··· BRANO ESTRATTO ···
Perché dice che delle ragazze non importò mai nulla a nessuno?
"Non importava allora, non importa nemmeno ora. Se la storia è tornata a galla, dopo che il mio libro, dove pure raccontavo già tutto, era uscito tre anni prima, è solo per il coinvolgimento di Alexander Acosta, nel frattempo diventato ministro del Lavoro di Donald  Trump. E infatti Acosta fu costretto a dimettersi quando emerse la faccenda della prigionia dorata di Epstein. Gli avevano permesso di lavorare da casa mentre tornava a dormire in un carcere privato, con tutti i comfort. E lui aveva ripreso subito le sue vecchie abitudini".

La residenza di Donald Trump a Mar-a-Lago è a pochi chilometri dalle vostre ville. Sapeva delle malefatte di Epstein? E Bill Clinton, ospite sui suoi aerei?
··· SEGMENTO DI DATI ···
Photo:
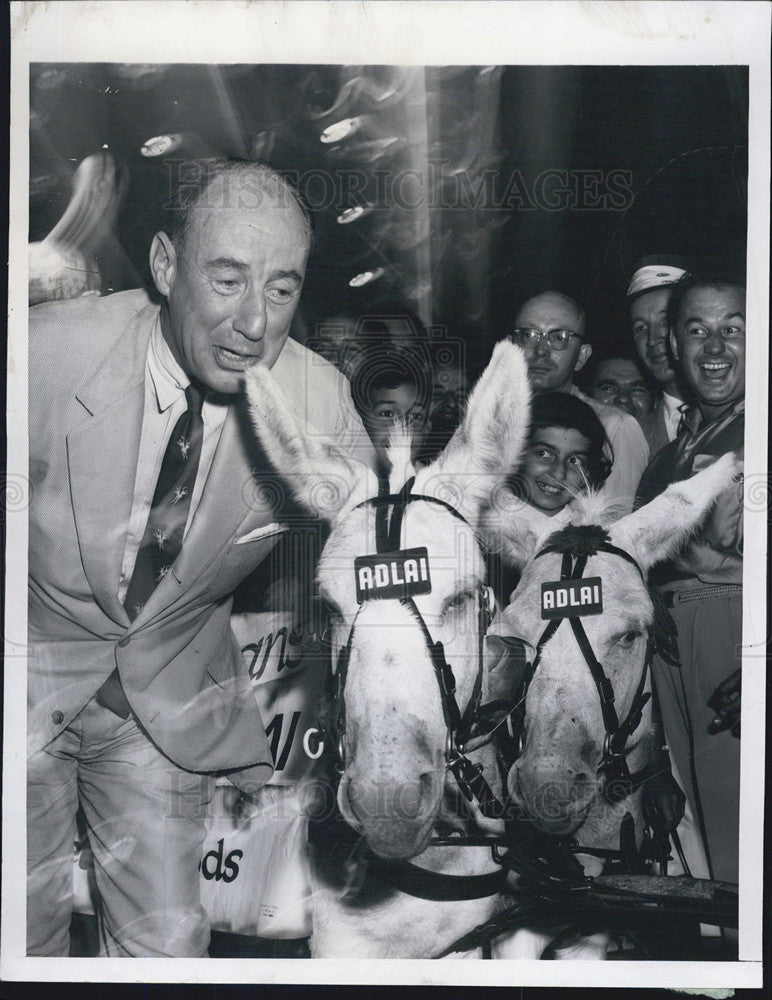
···
Trascrivi senza modifiche il passo dell'intervista sul caso Epstein che va da "Perché dice che" fino a "sui suoi aerei?" compreso.

Perché dice che delle ragazze non importò mai nulla a nessuno?
"Non importava allora, non importa nemmeno ora. Se la storia è tornata a galla, dopo che il mio libro, dove pure raccontavo già tutto, era uscito tre anni prima, è solo per il coinvolgimento di Alexander Acosta, nel frattempo diventato ministro del Lavoro di Donald  Trump. E infatti Acosta fu costretto a dimettersi quando emerse la faccenda della prigionia dorata di Epstein. Gli avevano permesso di lavorare da casa mentre tornava a dormire in un carcere privato, con tutti i comfort. E lui aveva ripreso subito le sue vecchie abitudini".

La residenza di Donald Trump a Mar-a-Lago è a pochi chilometri dalle vostre ville. Sapeva delle malefatte di Epstein? E Bill Clinton, ospite sui suoi aerei?